- What the task requires: Please retype the records below exactly, line for line, leaving out the pictures.

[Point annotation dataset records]
## START

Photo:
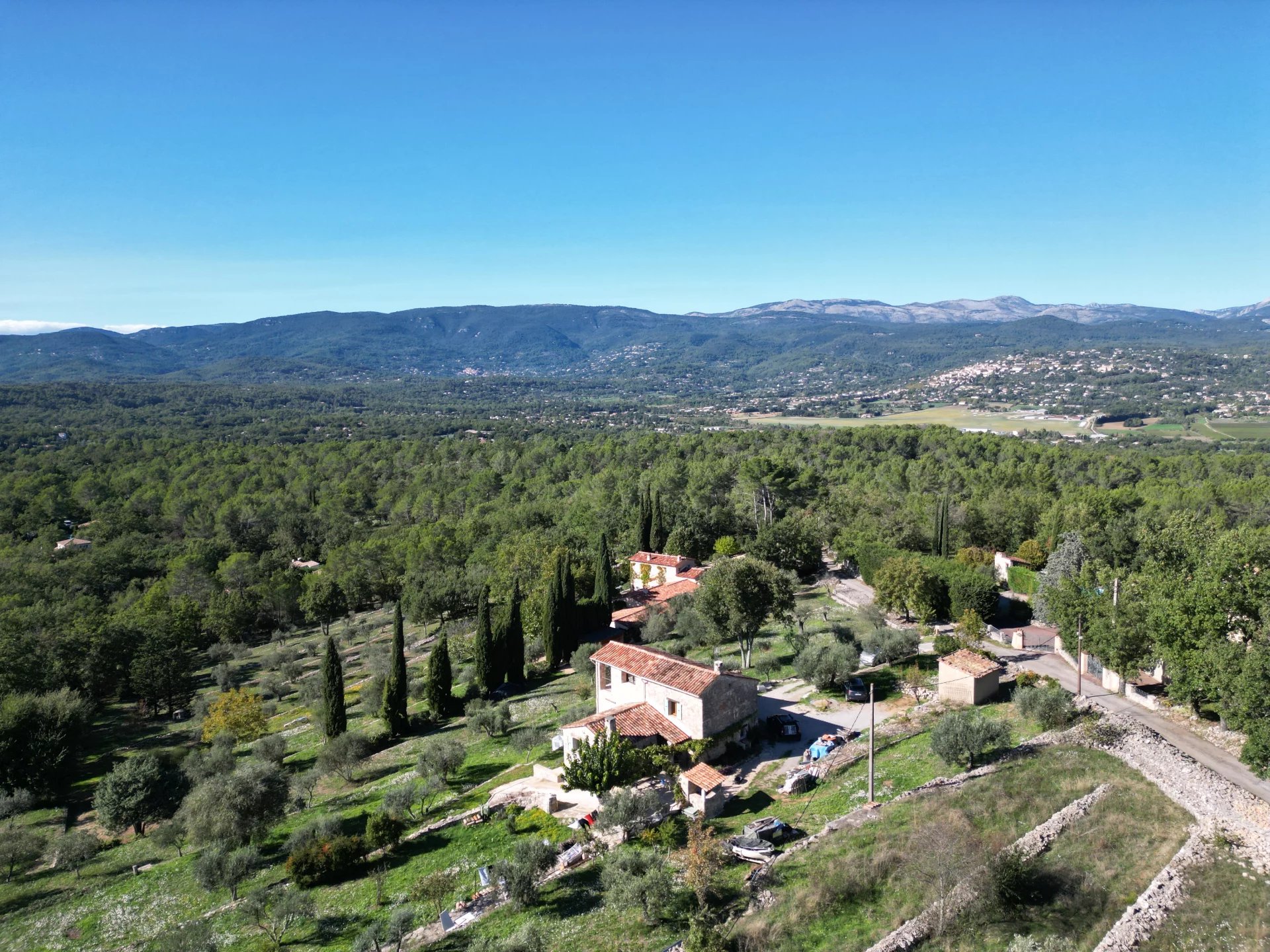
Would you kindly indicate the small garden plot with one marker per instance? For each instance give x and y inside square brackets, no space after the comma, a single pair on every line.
[1226,909]
[857,885]
[572,917]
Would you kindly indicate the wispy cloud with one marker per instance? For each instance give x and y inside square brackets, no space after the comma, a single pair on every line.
[13,327]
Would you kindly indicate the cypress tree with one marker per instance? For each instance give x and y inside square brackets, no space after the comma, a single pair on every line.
[646,522]
[334,717]
[484,663]
[605,582]
[658,532]
[396,687]
[513,639]
[568,610]
[552,617]
[440,690]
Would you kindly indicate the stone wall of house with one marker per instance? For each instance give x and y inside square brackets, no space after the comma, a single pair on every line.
[959,688]
[726,702]
[690,719]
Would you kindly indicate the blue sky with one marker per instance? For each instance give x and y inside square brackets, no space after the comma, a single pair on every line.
[172,163]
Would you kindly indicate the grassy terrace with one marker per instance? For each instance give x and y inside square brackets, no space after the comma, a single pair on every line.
[1227,909]
[108,908]
[860,884]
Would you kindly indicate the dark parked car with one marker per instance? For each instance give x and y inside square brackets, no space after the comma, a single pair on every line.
[785,725]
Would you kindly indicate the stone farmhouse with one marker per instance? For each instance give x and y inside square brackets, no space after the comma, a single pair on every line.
[654,697]
[653,569]
[968,678]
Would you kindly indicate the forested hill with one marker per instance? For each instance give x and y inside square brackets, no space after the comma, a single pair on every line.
[743,348]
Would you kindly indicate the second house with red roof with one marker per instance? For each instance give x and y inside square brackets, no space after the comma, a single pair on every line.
[654,697]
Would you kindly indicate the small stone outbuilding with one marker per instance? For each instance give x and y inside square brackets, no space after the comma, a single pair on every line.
[968,678]
[702,786]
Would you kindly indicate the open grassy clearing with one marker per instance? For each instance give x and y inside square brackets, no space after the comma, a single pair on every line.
[108,906]
[960,416]
[1226,909]
[860,884]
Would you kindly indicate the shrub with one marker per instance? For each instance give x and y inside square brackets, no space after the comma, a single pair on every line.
[827,664]
[384,829]
[324,828]
[609,761]
[1050,706]
[272,749]
[966,736]
[890,645]
[491,719]
[441,757]
[325,861]
[343,754]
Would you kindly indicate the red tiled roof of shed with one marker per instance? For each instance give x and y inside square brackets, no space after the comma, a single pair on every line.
[969,663]
[704,776]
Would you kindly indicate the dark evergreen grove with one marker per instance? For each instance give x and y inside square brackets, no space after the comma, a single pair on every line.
[334,716]
[440,687]
[486,662]
[396,686]
[606,582]
[197,536]
[513,639]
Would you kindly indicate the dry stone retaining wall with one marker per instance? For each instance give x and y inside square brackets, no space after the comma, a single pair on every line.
[1032,843]
[1165,894]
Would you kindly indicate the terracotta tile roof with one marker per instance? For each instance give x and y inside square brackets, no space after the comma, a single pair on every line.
[659,559]
[970,663]
[661,666]
[704,776]
[651,597]
[638,720]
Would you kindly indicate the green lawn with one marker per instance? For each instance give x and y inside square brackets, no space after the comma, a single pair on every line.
[859,884]
[110,908]
[1226,909]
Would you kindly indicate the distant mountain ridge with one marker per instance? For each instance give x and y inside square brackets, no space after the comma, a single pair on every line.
[752,347]
[1006,307]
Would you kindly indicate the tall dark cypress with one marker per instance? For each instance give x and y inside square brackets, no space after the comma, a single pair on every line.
[513,639]
[334,716]
[568,610]
[606,583]
[550,621]
[440,688]
[659,531]
[484,663]
[396,688]
[646,522]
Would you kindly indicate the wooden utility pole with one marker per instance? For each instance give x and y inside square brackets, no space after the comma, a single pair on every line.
[1080,656]
[870,743]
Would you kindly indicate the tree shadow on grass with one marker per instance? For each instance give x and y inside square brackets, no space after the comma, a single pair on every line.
[757,801]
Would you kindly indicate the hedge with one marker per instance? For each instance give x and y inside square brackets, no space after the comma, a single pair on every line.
[1023,580]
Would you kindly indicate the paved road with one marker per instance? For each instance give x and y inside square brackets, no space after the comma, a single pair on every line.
[1208,754]
[813,724]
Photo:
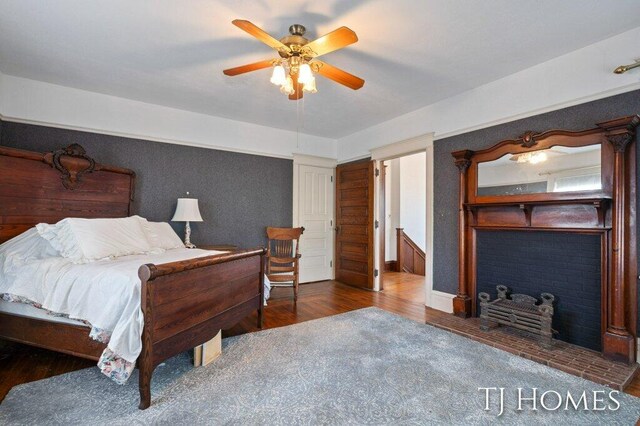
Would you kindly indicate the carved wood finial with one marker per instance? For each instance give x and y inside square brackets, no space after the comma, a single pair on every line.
[463,164]
[72,171]
[620,140]
[463,159]
[528,139]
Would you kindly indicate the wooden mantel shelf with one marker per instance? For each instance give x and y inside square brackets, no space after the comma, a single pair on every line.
[595,201]
[609,212]
[550,214]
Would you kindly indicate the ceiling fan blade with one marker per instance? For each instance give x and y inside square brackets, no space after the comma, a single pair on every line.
[260,34]
[297,87]
[339,76]
[335,40]
[249,67]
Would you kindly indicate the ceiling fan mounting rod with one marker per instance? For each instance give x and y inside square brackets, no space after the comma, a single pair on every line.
[294,70]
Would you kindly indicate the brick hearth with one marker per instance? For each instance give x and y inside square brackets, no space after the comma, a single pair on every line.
[581,362]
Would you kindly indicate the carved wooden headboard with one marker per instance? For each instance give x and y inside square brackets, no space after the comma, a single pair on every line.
[37,187]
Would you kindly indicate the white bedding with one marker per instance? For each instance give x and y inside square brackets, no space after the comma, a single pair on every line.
[104,293]
[24,310]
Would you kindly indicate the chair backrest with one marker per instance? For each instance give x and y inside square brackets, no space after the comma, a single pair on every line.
[283,244]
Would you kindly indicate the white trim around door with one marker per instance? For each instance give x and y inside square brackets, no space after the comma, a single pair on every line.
[316,212]
[433,298]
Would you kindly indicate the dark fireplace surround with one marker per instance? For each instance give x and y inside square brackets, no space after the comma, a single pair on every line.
[566,265]
[608,215]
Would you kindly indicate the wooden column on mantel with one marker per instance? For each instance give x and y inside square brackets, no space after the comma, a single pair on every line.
[609,212]
[619,341]
[462,303]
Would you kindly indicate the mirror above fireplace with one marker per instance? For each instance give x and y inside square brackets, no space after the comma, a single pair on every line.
[577,182]
[552,170]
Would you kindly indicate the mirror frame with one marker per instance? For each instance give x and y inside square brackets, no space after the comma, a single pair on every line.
[531,142]
[609,213]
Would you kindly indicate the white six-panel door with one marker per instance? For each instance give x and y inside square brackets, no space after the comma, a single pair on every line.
[315,214]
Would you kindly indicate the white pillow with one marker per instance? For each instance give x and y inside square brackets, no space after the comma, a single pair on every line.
[87,240]
[24,248]
[160,235]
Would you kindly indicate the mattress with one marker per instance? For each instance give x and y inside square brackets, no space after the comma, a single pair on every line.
[24,310]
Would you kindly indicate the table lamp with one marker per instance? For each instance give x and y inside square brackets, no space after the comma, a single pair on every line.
[187,211]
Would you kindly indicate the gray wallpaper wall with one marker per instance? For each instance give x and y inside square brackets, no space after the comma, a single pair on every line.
[239,194]
[579,117]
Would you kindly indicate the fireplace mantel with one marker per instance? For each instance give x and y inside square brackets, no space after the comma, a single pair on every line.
[609,211]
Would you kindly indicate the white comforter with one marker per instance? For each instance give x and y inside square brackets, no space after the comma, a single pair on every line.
[104,293]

## END

- Complete answer:
Photo:
Would you kindly indicate the small garden plot with one marker per instance? For each instance give x and y inside square brackets, no space after the comma, a single pair on every line.
[1226,909]
[857,885]
[572,917]
Would you kindly indicate the wispy cloud with one marker per instance? For each instance give x and y inside square brackets, no space after the comma, a single pair on every line.
[13,327]
Would you kindly indicate the cypress tree with one marker per instance? For each instance give x and y inside square brackets, no space after the comma, a single pair on every line.
[646,522]
[334,717]
[484,663]
[605,582]
[658,532]
[396,687]
[513,639]
[568,610]
[552,617]
[440,690]
Would you kindly indicate the stone wall of house with one marker per instance? For each instance give x and y inside square brackets, no space after the comma, a single pair on every line.
[959,688]
[726,702]
[690,719]
Would you kindly indicate the blue sky with one marker per instance? For each instance give x and y inside square brackets, no space after the comma, a single pair on every line.
[172,163]
Would you kindly indicate the grassy terrace with one marker per instance? For each instance give x and y inside square brackets, no space after the comma, a single pair on every line.
[1227,909]
[108,908]
[860,884]
Would you kindly indicate the dark parked car with one marker per instance? For each instance give x and y inside square brackets, no space after the comma, a single pair on every line.
[785,725]
Would you kindly indicate the stone farmhouse with one marker per instance? For each instance give x and y inside square brackets, no space after the comma, a single pair on every line.
[654,697]
[653,569]
[968,678]
Would you kindly indicate the forested hill with one marker per instance? For each instance give x and y inside square brackets, no space after the comma, a single pair on every line.
[743,348]
Would you kindly indicate the second house with red roof with one marker per instance? For each instance give x and y inside square brackets, no space after the comma, a single pair on every line.
[654,697]
Would you kindly indicate the small stone outbuilding with one marker per instance? For each instance give x and y inside square brackets, no space after the comma, a single pair on every line.
[968,678]
[702,786]
Would you kindly indicate the open grassy clearing with one marker per instance? For each instance give x and y inside square brackets, no space after the comma, a single pair on every line.
[108,906]
[960,416]
[1226,909]
[860,884]
Would you kindly indicate the shrub with one marker per instance? For each instance give x and y inside square brackets, no space after the comma, a single pair on every line.
[827,664]
[384,829]
[324,828]
[609,761]
[1050,706]
[272,749]
[966,736]
[890,645]
[491,719]
[441,757]
[325,861]
[343,754]
Would you kindly indicate the red tiled roof of shed with one marker per instance? For each instance give x and y inside square brackets, no space after the comma, a single pair on every line.
[969,663]
[704,776]
Would you kindly indicate the dark evergreen grove with one marker per instance? For each instance give x and y inside square brackets, no space after the comma, a single pair on every line.
[334,716]
[440,687]
[486,662]
[396,686]
[606,582]
[197,536]
[513,639]
Would you kindly indicate the dry stone retaining wall with one marker per instance? For each instance give x and y inside square brackets, no space after the comma, a single pair on every line.
[1032,843]
[1165,894]
Would you kindly indicate the terracotta tile roof with one marker per instance? For each instance give x and y inside square brackets, no space after the comma, a single pair on every line.
[659,559]
[970,663]
[661,666]
[704,776]
[651,597]
[638,720]
Would you kindly indicate the green lawn with one marker per instance? For each instance give x and y inside square brackets, no space after the comma, a single pair on every line.
[859,884]
[110,908]
[1226,909]
Would you kindly indicate the distant mountain ridge with one marker per instance? For each instance give x and y inside square brackets, no space after the comma, a single pair on every line.
[752,347]
[1006,307]
Would you kindly indicate the tall dark cypress with one marker per instance? For each instance give x and y inside square brackets, no space after the comma, a single pair on every line.
[513,639]
[334,716]
[568,610]
[606,583]
[550,621]
[440,688]
[659,531]
[484,663]
[396,688]
[646,522]
Would you kindly indicate the wooden utility pole with one marker per instance? For each instance give x and y inside square brackets, no space after the comma, a single pair on every line.
[1080,656]
[870,743]
Would you kindly indicate the tree shadow on grass with one marker per instance? For each instance give x and y inside square brackets, no space after the comma, a single pair on every line.
[757,801]
Would you kindly indicate the hedge with one marker per instance? For each instance give x and y inside square brackets, no space after the comma, a single pair on every line.
[1023,580]
Would you kindly indicate the paved road with one marker per instance? For each instance give x and y inside square brackets, no space after the comma, a single pair on every line.
[1208,754]
[813,724]
Photo:
Would you kindly indicate the carved wood finial with one marker per instance? For each instance give x and y inside square brackets, no space after the comma, a single pair on every line.
[463,164]
[72,171]
[620,140]
[463,159]
[528,139]
Would you kindly indicate the wooden mantel shelf with one marker per instance? For each instance give x and y inside square brackets, no space after the comma, a single pair on every line.
[595,201]
[609,212]
[550,214]
Would you kindly indicate the ceiling fan blade with one marker per instance? For each instance give x and y inside square brackets, no space after the comma, a single pair on every line.
[260,34]
[297,87]
[339,76]
[335,40]
[249,67]
Would you kindly indicate the ceiling fan mounting rod with one marker per instance? For each instance give x and y inside square brackets, no space after the comma, a single pair on every line.
[294,70]
Would you kindly indicate the brick hearth with one marker per instance? For each instance give x and y inside square brackets, no space after the comma, a single pair on every line.
[581,362]
Would you kindly indicate the carved wooden headboard with one marker per instance? For each instance give x and y inside square brackets, no space after the comma, a single pair on every line.
[37,187]
Would you kindly indicate the white bedding with one marker per instance? For each instance give x and y inside square brackets, no space after the comma, a single pair on every line.
[104,293]
[24,310]
Would you kindly indicate the chair backrest with one marker per instance? For each instance give x and y inside square brackets, no space after the comma, a single pair on every line.
[283,244]
Would you kindly indicate the white trim around door with one marker per instance? For each instance give x and y inside square brackets, no space after the comma, a single pair on every line.
[316,212]
[433,298]
Would you kindly indicate the dark fireplace surround with one marker per instance? For each instance give x and y inside square brackets, no space after the comma, a single pair on every line.
[566,265]
[608,215]
Would you kindly indicate the wooden column on mantel with one marker per instance? For each instance give x and y inside square brackets, no space after the comma, a single pair on every line.
[609,212]
[619,341]
[462,303]
Would you kindly indicate the mirror above fireplace with one marker per instance? For each instance give x and y inside square brackets, no space after the comma, a single pair on every line.
[577,182]
[552,170]
Would you kindly indicate the mirror frame with one marker per instance? For each instance give x and y inside square brackets, no space after the comma, a single pair on every line.
[531,142]
[609,213]
Would you kindly indicate the white six-panel door with one marker per instance? For each instance give x and y inside square brackets, no space after the comma, a single pair on every line.
[315,214]
Would you kindly indicate the white pillow with one marker per instance? For each instance give x and y inside square brackets, no space after the comma, a single pair on every line.
[87,240]
[24,248]
[160,235]
Would you kindly indicate the mattress with one marker per instance? For each instance give x and y inside square brackets, no space after the comma, a single pair on every line.
[24,310]
Would you kindly indicate the table lamp with one marker per instance? For each instance give x and y inside square brackets, no space after the comma, a single pair on every line.
[187,211]
Would you kindly indicate the gray wallpaper wall with one marker per instance? For each instance give x and y inside square brackets, no space after the comma, a single pair on every line.
[239,194]
[579,117]
Would you kindly indicate the fireplace mantel with one marker per instance? For each instance give x and y inside square brackets, no space after the comma, a single pair on every line.
[609,211]
Would you kindly indicate the white comforter with one marker per instance? For each instance give x and y inside square brackets, no space after the comma, a single pair on every line.
[104,293]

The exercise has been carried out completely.